Work task A |
According to the orphan-gene abstract, how are orphan genes typically inferred?
Work task B |
Write out the part of the orphan-gene abstract starting with "However, identifying orphans" and going on through "of false positives.".

Document passage |
·····

Zeb Arendsee, BCB PhD student
Major Professor, Eve Wurtete, GDCB
Tracing the genomic origins of orphan genes
A surprising discovery of the genomic age is that novel protein-coding genes continually arise from non-coding precursors. Many of these so-called "orphan genes" have dramatic functions, such as the QQS gene in Arabidopsis thaliana and the antifreeze gene in Antarctic icefish. A growing body of evidence suggests that orphans are involved in the evolution of novel traits, regulation of development and metabolism, and interactions between species (pathogenesis and symbiosis). Identifying and documenting orphans can be particularly valuable to understanding the evolution of novel phenotypes, which also has potential applications in bioengineering.
However, identifying orphans and uncovering their histories is a challenging task and different methodologies can yield contradictory conclusions. The typical practice of inferring orphans is by homology, or searching for similar sequences in related species. Inference of homologs via sequence-based algorithms is highly sensitive to the annotations of the related species and also cannot distinguish between rapidly evolving sequences and genes of de novo origin. Therefore, sequences that are short or rapidly evolving, such as orphan genes and small non-coding RNAs, may yield no significant hits. Further, sequences of low-complexity or high-copy number may hide in a crowd of false positives.

·····

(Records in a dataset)

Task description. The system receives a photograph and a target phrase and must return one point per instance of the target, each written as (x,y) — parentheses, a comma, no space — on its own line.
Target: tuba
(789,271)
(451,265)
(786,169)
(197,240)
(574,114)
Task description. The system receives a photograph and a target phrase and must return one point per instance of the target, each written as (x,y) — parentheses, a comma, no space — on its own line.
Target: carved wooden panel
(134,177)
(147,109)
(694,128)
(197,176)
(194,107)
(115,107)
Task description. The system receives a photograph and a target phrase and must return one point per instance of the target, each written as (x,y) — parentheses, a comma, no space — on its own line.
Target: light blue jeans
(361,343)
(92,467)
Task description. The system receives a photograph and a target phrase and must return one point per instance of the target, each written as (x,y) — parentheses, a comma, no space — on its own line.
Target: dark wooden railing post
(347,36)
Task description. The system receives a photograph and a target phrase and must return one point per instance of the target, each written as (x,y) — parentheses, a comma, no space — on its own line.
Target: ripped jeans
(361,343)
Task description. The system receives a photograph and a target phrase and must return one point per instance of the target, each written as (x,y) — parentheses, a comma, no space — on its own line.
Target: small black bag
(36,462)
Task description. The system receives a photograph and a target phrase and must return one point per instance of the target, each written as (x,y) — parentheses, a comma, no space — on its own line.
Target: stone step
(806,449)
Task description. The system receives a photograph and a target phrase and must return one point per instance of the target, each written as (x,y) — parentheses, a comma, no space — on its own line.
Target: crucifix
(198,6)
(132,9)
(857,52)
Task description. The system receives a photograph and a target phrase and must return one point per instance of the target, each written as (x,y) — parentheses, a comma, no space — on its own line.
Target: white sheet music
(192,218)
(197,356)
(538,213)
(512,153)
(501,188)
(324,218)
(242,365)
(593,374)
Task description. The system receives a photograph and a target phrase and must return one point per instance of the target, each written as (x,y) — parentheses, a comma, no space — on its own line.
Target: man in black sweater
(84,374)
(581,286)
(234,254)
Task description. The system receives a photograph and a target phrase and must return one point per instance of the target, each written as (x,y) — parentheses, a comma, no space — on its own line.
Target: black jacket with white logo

·····

Written response A |
By homology, that is, by searching for similar sequences in related species.

Written response B |
However, identifying orphans and uncovering their histories is a challenging task and different methodologies can yield contradictory conclusions. The typical practice of inferring orphans is by homology, or searching for similar sequences in related species. Inference of homologs via sequence-based algorithms is highly sensitive to the annotations of the related species and also cannot distinguish between rapidly evolving sequences and genes of de novo origin. Therefore, sequences that are short or rapidly evolving, such as orphan genes and small non-coding RNAs, may yield no significant hits. Further, sequences of low-complexity or high-copy number may hide in a crowd of false positives.